══ EXTRACTED DATA ══
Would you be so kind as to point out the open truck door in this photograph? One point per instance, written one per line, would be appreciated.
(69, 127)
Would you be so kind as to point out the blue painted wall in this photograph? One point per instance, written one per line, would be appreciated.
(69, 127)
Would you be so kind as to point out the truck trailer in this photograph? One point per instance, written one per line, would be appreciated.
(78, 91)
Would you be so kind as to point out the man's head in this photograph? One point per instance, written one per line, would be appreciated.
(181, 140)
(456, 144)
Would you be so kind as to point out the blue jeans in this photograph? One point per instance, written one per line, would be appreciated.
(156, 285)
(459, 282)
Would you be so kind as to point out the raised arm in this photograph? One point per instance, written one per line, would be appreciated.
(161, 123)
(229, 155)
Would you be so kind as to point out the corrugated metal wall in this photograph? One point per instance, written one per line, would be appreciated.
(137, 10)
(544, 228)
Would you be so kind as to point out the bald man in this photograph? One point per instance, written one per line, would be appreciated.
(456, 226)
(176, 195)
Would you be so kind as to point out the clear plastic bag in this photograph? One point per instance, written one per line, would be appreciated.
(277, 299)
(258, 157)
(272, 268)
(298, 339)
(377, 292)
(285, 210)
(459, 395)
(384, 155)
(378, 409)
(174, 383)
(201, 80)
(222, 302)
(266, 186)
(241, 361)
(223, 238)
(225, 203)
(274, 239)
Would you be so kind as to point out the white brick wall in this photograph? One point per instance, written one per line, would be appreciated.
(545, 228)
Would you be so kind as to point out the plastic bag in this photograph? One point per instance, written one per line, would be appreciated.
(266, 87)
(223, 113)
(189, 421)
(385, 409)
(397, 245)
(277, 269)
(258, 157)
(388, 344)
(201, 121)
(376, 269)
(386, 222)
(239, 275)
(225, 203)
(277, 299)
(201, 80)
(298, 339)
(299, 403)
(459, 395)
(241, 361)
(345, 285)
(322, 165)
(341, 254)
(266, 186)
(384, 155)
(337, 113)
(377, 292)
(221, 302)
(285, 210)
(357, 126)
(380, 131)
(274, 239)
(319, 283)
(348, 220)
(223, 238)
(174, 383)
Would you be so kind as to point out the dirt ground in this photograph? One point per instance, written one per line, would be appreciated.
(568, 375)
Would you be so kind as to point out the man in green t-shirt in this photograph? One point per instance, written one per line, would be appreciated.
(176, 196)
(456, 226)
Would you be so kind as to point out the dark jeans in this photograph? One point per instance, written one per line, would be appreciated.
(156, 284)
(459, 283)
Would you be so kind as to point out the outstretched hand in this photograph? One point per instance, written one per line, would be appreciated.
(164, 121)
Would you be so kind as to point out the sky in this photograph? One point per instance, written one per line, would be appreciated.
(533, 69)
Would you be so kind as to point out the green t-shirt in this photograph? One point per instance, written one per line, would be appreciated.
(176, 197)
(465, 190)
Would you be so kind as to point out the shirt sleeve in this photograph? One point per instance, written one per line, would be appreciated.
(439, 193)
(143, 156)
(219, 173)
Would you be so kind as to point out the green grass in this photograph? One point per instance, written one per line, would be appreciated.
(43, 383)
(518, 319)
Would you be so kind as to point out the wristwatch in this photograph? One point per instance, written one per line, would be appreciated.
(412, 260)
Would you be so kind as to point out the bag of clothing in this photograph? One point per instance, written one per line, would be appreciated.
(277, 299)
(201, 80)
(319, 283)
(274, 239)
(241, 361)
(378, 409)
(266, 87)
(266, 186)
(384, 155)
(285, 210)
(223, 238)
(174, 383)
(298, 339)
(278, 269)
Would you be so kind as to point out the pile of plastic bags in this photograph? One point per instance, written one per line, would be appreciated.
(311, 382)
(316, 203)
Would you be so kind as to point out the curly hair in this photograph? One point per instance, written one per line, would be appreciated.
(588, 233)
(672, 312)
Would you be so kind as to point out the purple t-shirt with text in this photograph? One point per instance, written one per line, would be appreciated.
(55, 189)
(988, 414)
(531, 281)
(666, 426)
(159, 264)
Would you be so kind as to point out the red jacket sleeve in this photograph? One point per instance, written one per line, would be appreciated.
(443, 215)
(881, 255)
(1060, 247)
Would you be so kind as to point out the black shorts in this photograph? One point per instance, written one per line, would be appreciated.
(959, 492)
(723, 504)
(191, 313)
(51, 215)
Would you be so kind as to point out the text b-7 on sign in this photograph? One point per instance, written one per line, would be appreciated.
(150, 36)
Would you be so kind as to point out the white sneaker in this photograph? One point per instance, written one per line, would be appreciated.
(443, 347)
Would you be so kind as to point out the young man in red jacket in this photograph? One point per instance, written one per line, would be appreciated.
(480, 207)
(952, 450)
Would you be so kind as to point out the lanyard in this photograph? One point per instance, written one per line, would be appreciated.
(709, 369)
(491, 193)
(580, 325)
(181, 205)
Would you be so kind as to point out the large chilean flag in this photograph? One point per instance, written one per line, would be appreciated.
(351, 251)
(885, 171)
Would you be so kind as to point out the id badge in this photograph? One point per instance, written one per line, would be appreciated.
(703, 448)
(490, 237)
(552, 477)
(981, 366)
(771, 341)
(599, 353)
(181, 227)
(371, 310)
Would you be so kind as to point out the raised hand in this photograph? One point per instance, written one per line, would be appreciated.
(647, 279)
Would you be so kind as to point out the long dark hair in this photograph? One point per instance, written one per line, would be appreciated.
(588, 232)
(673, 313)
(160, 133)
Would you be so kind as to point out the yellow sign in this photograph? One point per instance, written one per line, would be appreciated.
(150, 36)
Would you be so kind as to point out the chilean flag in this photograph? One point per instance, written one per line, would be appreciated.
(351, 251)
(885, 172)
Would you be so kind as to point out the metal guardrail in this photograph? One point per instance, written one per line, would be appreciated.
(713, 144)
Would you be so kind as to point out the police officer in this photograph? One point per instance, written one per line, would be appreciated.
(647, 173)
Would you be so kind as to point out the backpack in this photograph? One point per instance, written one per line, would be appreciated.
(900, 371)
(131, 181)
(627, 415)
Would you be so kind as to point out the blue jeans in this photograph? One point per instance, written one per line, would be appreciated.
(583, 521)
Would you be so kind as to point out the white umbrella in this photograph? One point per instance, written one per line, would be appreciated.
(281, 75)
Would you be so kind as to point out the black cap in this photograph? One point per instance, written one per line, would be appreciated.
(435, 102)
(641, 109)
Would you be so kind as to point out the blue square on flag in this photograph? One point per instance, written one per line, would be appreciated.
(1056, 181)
═══
## TASK
Can you quote exactly the lines from the one containing "the white umbrella" through the last line of the records above, and nothing else?

## OUTPUT OF THE EXERCISE
Would you be so kind as to point out the white umbrella in this photograph? One point per instance, written one per line, would be appreciated.
(281, 75)
Would you be so kind as to point out the black cap in this photograph? One point per instance, written one per line, would be appreciated.
(435, 102)
(641, 109)
Would you be so kind as to point out the blue square on flag in this photograph? One point per instance, written one per line, would be appreciated.
(1056, 181)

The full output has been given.